**Objective:**
Output an exact reproduction of the data.

[Records from a data source]
========

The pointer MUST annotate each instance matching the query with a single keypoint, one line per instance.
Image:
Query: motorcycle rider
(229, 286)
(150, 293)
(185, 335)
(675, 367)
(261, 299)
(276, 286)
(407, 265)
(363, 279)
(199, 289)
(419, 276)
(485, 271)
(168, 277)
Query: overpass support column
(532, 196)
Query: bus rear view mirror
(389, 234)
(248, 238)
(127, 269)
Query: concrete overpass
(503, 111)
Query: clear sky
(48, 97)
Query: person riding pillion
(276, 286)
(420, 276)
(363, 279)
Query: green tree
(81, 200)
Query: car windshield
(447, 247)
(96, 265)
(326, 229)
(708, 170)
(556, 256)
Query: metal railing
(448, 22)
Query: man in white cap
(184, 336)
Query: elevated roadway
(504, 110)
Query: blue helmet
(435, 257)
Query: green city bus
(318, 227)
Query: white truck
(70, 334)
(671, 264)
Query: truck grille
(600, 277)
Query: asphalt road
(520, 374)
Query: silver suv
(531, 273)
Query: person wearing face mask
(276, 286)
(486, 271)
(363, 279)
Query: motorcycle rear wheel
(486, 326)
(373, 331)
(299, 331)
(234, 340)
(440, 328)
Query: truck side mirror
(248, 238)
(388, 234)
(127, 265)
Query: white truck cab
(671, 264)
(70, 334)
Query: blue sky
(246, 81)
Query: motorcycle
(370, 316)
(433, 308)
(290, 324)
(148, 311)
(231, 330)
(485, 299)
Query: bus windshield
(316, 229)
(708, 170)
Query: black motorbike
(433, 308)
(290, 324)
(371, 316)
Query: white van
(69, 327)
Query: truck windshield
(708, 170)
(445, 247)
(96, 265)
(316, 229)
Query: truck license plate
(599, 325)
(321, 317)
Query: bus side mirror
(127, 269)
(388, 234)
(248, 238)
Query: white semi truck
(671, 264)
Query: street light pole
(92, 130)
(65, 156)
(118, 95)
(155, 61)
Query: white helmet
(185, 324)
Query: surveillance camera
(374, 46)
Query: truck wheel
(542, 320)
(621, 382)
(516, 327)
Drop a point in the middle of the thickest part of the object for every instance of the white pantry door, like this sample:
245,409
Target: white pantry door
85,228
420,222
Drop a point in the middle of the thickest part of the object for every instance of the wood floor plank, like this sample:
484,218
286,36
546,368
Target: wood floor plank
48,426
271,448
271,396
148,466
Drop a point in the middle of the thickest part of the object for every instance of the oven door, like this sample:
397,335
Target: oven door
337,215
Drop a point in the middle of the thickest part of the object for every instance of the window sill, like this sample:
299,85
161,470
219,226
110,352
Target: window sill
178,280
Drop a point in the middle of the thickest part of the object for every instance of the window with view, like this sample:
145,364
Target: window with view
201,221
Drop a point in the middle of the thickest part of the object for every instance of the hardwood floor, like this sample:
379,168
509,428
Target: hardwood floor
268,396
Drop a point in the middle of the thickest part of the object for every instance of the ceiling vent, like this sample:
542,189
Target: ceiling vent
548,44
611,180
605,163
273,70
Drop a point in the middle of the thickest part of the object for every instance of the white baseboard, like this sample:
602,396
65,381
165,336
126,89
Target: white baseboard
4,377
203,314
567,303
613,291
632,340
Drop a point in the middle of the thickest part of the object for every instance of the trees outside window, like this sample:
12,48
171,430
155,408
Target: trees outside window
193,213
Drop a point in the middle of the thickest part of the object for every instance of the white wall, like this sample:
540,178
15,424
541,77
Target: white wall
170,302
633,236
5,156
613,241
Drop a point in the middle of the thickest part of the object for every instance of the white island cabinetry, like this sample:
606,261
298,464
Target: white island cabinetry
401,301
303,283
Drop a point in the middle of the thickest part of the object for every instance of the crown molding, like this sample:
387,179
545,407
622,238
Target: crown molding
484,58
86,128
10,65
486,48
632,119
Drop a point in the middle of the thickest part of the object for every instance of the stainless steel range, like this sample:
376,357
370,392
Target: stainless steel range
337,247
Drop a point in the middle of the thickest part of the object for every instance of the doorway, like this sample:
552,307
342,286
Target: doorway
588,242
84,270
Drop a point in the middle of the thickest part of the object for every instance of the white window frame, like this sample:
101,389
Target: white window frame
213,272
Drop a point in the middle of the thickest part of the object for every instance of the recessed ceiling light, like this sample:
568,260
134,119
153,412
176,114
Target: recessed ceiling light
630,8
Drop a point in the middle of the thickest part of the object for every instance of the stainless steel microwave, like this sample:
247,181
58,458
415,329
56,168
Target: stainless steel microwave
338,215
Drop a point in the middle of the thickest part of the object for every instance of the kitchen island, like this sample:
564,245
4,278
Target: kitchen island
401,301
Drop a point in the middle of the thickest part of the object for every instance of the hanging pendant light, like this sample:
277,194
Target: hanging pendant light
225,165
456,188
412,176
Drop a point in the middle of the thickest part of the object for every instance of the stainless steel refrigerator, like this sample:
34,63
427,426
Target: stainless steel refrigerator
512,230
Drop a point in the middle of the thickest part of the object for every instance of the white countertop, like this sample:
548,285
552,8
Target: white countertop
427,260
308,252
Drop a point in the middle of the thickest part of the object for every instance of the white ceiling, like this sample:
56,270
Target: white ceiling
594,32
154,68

========

**Exercise solution:**
The pointer MUST annotate each instance matching the query with a single keypoint, one line per instance.
Image:
Query: motorcycle rider
(229, 286)
(150, 293)
(185, 335)
(675, 367)
(261, 299)
(276, 286)
(407, 265)
(363, 279)
(199, 289)
(419, 276)
(485, 271)
(168, 277)
Query: overpass support column
(532, 196)
Query: bus rear view mirror
(389, 234)
(248, 238)
(127, 269)
Query: concrete overpass
(503, 111)
Query: clear sky
(48, 97)
Query: person riding pillion
(276, 286)
(420, 276)
(363, 279)
Query: green tree
(81, 200)
Query: car windshield
(447, 247)
(96, 265)
(326, 229)
(708, 170)
(556, 256)
Query: metal railing
(448, 22)
Query: man in white cap
(184, 336)
Query: elevated roadway
(504, 110)
Query: blue helmet
(435, 257)
Query: green city bus
(318, 227)
Query: white truck
(70, 334)
(671, 264)
Query: truck grille
(600, 277)
Query: asphalt road
(520, 374)
Query: silver suv
(531, 273)
Query: person wearing face mask
(276, 286)
(486, 271)
(363, 279)
Query: motorcycle rear wheel
(486, 326)
(373, 331)
(299, 331)
(234, 340)
(440, 328)
Query: truck side mirror
(248, 238)
(388, 234)
(127, 265)
Query: white truck cab
(671, 264)
(70, 334)
Query: blue sky
(246, 81)
Query: motorcycle
(370, 316)
(433, 308)
(290, 324)
(148, 311)
(231, 330)
(485, 299)
Query: bus windshield
(316, 229)
(708, 170)
Query: black motorbike
(433, 308)
(290, 324)
(371, 316)
Query: white van
(69, 327)
Query: truck windshield
(708, 170)
(445, 247)
(96, 265)
(316, 229)
Query: truck license plate
(599, 325)
(321, 317)
Query: bus side mirror
(127, 269)
(388, 234)
(248, 238)
Query: white semi truck
(671, 264)
Query: street light pole
(92, 130)
(65, 156)
(118, 95)
(155, 61)
Query: white helmet
(185, 324)
Query: surveillance camera
(374, 46)
Query: truck wheel
(542, 320)
(621, 382)
(516, 327)
Drop a point in the middle of the thickest part of the object for every instance of the white pantry door, like this sample:
245,409
Target: white pantry door
85,228
420,222
Drop a point in the middle of the thickest part of the object for every instance of the wood floor plank, like this sample:
484,218
286,36
546,368
Target: wood floor plank
48,426
271,448
271,396
148,466
Drop a point in the middle of the thickest part of the object for every instance of the oven door, like this sample:
397,335
Target: oven door
337,215
Drop a point in the middle of the thickest part of the object for every instance of the window sill, like this sample:
299,85
161,470
219,226
110,352
Target: window sill
178,280
Drop a point in the middle of the thickest part of the object for every instance of the window with view, like this sample:
145,364
Target: window with view
201,221
Drop a point in the middle of the thickest part of the object for every instance of the hardwood floor, like this sample:
379,168
509,428
Target: hardwood floor
268,396
Drop a point in the middle of the thickest part of the object for every instance of the ceiling vent, like this sample:
542,189
Target: ceiling vent
548,44
611,180
605,163
273,70
Drop a point in the middle of the thickest part of the object for every instance of the white baseboard, like this sample:
602,396
65,381
165,336
126,89
Target: white baseboard
4,377
203,314
567,303
613,291
632,340
Drop a point in the middle of the thickest part of the object for every instance of the trees outside window, like this sample:
12,48
171,430
155,408
Target: trees outside window
193,213
Drop a point in the middle of the thickest part of the object for every instance of the white wall, like this sample:
540,178
15,424
541,77
Target: white wall
170,302
633,236
5,156
613,241
Drop a point in the middle of the thickest part of the object for every instance of the white island cabinetry, like this sample:
606,261
298,464
Target: white island cabinetry
401,301
303,283
Drop a point in the middle of the thickest part of the object for every instance of the crown molding, like this sample:
387,179
545,407
622,238
Target: crown molding
484,58
86,128
10,65
486,48
632,119
Drop a point in the middle of the thickest part of the object for every instance of the stainless steel range, like this sample:
376,357
370,392
Target: stainless steel range
337,247
Drop a point in the middle of the thickest part of the object for every instance of the doorway, like this sample:
552,307
342,286
Target: doorway
588,242
84,270
Drop a point in the middle of the thickest part of the object for every instance of the white window frame, like this sample:
101,389
Target: white window frame
213,272
Drop a point in the middle of the thickest part of the object for every instance of the recessed ceiling light, like this sample:
568,260
134,119
153,412
176,114
Target: recessed ceiling light
630,8
Drop a point in the middle of the thickest part of the object for every instance of the stainless steel microwave, like this sample:
247,181
58,458
415,329
56,168
Target: stainless steel microwave
338,215
Drop a point in the middle of the thickest part of the object for every instance of the kitchen island, like this sample:
564,245
4,278
Target: kitchen island
401,301
Drop a point in the middle of the thickest part of the object for every instance of the hanging pendant light, like this sample:
277,194
Target: hanging pendant light
225,165
456,188
412,176
Drop a point in the middle of the thickest part of the object for every instance of the stainless steel refrigerator, like this sample:
34,63
427,426
Target: stainless steel refrigerator
512,230
Drop a point in the middle of the thickest part of the object for every instance of the white countertop, like this sample:
548,285
552,8
Target: white countertop
427,260
308,252
Drop a point in the middle of the thickest part of the object for every instance of the white ceiling, like this sample:
56,270
Target: white ceiling
594,32
154,68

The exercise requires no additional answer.